EXERCISE GOAL: Copy the stretch of the listing below from the line containing "Could you kindly annotate the stucco column" through the end of the listing, requests included, and shift every point coordinate in the answers up by 10. Leave the pictures out of your answer.

DATA SUPPLIED:
+++

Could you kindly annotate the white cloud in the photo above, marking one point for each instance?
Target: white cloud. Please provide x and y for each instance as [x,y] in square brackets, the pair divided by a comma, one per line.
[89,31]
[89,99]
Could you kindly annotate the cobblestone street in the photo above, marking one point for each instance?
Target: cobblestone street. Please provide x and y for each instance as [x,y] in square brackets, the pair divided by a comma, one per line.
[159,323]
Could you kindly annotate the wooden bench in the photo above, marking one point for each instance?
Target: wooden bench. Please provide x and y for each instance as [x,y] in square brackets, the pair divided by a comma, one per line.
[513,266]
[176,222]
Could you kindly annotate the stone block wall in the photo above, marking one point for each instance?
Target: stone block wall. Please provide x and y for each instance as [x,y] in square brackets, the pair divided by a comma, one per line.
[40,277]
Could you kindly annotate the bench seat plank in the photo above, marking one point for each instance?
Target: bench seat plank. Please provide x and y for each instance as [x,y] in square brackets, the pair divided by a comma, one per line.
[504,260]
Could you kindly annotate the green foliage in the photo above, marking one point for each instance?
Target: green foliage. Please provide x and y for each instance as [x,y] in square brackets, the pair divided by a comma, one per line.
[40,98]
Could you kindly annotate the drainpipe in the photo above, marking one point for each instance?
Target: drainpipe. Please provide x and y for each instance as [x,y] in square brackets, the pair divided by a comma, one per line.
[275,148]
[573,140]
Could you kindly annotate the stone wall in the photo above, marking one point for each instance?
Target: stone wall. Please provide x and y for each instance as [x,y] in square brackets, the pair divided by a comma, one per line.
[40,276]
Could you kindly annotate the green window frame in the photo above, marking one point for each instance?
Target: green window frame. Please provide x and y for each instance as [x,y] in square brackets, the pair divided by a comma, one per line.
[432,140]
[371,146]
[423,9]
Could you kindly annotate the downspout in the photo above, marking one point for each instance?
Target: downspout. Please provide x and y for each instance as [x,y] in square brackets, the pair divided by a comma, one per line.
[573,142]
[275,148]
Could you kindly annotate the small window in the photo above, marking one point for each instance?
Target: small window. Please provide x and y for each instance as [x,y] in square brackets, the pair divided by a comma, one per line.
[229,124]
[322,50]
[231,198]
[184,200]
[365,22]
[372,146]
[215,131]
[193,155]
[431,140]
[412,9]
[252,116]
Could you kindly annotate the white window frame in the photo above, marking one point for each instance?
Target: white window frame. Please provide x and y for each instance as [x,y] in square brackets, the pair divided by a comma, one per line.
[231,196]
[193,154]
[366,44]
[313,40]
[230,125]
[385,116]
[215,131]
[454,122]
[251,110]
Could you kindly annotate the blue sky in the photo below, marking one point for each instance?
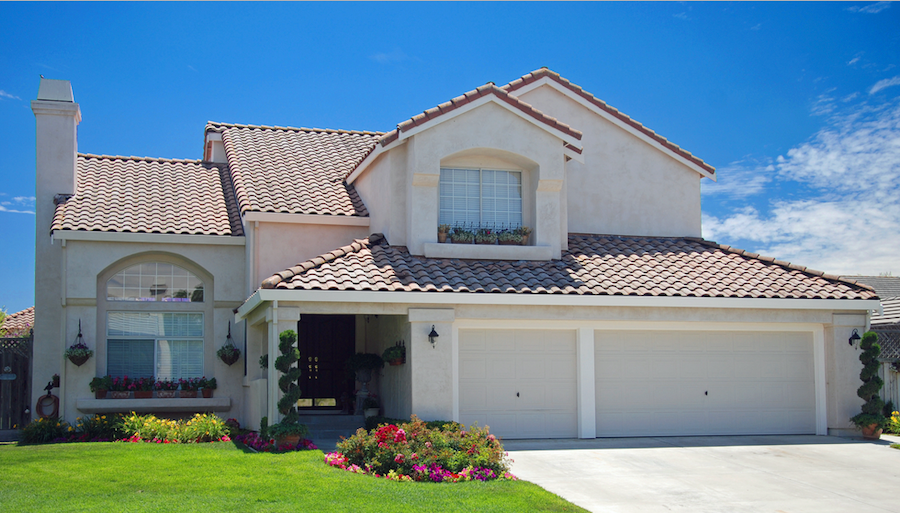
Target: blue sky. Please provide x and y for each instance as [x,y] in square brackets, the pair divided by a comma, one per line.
[796,104]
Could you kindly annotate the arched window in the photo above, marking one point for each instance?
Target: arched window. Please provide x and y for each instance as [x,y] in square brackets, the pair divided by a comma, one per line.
[155,322]
[155,281]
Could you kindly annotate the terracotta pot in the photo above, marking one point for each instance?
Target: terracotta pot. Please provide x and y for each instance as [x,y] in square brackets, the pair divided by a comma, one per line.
[78,360]
[871,432]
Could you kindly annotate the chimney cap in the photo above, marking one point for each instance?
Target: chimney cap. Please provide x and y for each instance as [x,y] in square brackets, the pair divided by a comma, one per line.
[56,90]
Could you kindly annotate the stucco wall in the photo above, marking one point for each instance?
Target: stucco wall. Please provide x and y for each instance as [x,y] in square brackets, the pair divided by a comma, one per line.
[413,174]
[625,186]
[278,246]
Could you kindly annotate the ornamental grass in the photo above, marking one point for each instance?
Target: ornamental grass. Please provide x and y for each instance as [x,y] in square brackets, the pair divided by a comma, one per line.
[414,451]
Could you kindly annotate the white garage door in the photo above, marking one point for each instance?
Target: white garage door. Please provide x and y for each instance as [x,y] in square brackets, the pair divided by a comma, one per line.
[704,383]
[521,383]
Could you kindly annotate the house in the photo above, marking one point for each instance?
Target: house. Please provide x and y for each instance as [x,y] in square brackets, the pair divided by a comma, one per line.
[887,325]
[615,319]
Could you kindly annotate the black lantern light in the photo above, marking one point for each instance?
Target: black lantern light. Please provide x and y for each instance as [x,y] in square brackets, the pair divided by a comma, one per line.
[432,337]
[854,338]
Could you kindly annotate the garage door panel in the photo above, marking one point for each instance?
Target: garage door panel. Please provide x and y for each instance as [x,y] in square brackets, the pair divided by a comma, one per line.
[717,383]
[538,365]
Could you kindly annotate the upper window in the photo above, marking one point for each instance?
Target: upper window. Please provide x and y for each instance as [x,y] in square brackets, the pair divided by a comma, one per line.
[155,281]
[487,198]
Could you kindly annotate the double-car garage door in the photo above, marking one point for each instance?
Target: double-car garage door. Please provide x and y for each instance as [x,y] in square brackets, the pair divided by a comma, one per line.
[522,383]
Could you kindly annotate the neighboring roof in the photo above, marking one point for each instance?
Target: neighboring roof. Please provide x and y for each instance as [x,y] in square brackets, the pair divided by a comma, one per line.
[147,195]
[19,320]
[544,72]
[891,315]
[885,286]
[603,265]
[459,101]
[295,170]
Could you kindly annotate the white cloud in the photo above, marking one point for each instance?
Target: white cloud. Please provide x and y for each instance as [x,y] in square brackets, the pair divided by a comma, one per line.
[881,84]
[740,179]
[849,218]
[18,205]
[4,94]
[388,57]
[875,8]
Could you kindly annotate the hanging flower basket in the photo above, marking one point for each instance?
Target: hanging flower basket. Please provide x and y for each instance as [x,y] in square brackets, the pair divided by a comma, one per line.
[79,360]
[229,353]
[79,353]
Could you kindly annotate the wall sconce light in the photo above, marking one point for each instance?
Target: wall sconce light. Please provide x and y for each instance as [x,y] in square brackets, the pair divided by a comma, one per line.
[854,338]
[432,337]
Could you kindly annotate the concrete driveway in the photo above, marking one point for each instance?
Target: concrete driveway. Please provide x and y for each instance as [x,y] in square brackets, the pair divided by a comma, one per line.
[789,474]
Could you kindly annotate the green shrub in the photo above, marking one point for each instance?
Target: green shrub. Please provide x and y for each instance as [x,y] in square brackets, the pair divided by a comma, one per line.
[42,431]
[868,392]
[421,452]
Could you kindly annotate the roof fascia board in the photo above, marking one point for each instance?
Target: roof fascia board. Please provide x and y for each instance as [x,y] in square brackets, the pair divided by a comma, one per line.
[404,134]
[149,238]
[450,298]
[612,119]
[372,157]
[280,217]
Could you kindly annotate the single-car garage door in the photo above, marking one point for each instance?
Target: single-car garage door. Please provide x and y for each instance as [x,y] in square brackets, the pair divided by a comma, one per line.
[651,383]
[521,383]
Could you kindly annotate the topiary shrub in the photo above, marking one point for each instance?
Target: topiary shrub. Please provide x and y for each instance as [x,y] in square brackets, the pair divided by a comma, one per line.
[872,409]
[289,376]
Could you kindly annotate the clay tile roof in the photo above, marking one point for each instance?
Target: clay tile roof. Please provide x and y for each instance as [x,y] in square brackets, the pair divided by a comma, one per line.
[295,170]
[19,321]
[459,101]
[544,72]
[147,195]
[599,265]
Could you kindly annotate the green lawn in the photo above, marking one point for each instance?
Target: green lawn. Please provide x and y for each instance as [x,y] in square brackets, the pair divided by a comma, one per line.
[222,477]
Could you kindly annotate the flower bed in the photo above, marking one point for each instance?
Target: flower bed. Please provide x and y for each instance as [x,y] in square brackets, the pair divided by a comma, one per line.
[414,451]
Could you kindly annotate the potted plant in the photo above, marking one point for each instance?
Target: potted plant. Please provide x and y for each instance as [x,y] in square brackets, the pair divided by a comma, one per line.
[78,353]
[509,238]
[395,355]
[289,430]
[229,353]
[460,235]
[142,388]
[524,231]
[371,406]
[99,386]
[207,386]
[871,420]
[118,388]
[189,387]
[443,232]
[485,236]
[165,389]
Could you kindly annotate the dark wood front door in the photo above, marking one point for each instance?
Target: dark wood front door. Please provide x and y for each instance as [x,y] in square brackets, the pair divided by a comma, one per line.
[326,342]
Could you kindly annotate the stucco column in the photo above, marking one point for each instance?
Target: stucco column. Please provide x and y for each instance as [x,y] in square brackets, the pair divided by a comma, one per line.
[278,319]
[587,403]
[432,377]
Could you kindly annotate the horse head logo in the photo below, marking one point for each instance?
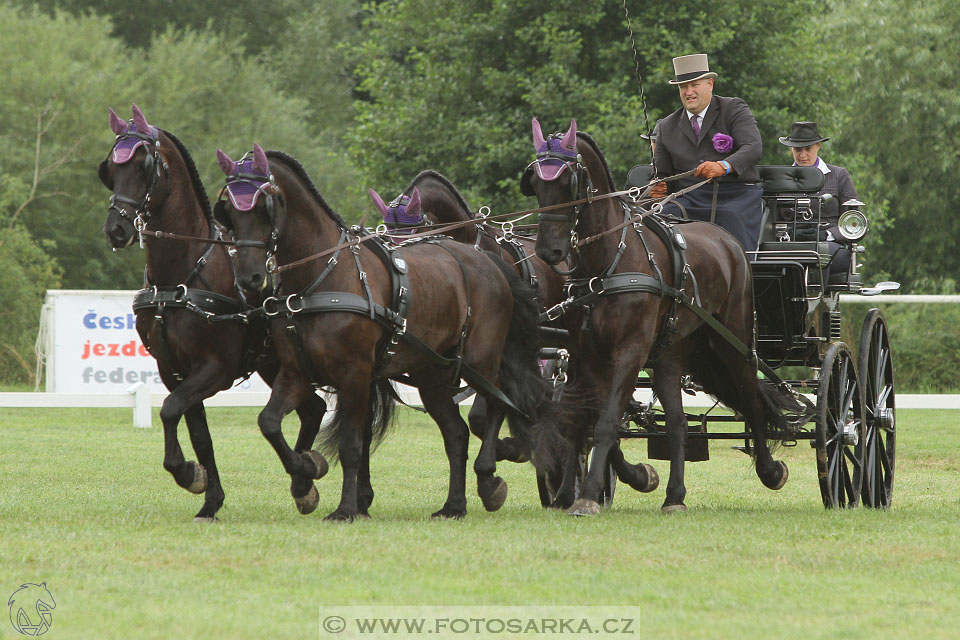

+++

RESPONSE:
Could you kindly annotate the stucco column in the photo above, marking one point for each instance?
Target: stucco column. Please provide x and y for each instance as [x,y] in square brackets, the pair divided by a comma, one per line.
[288,329]
[597,413]
[442,387]
Could you kindly annotate the horse head logo in the photo below, marking one point for each instance?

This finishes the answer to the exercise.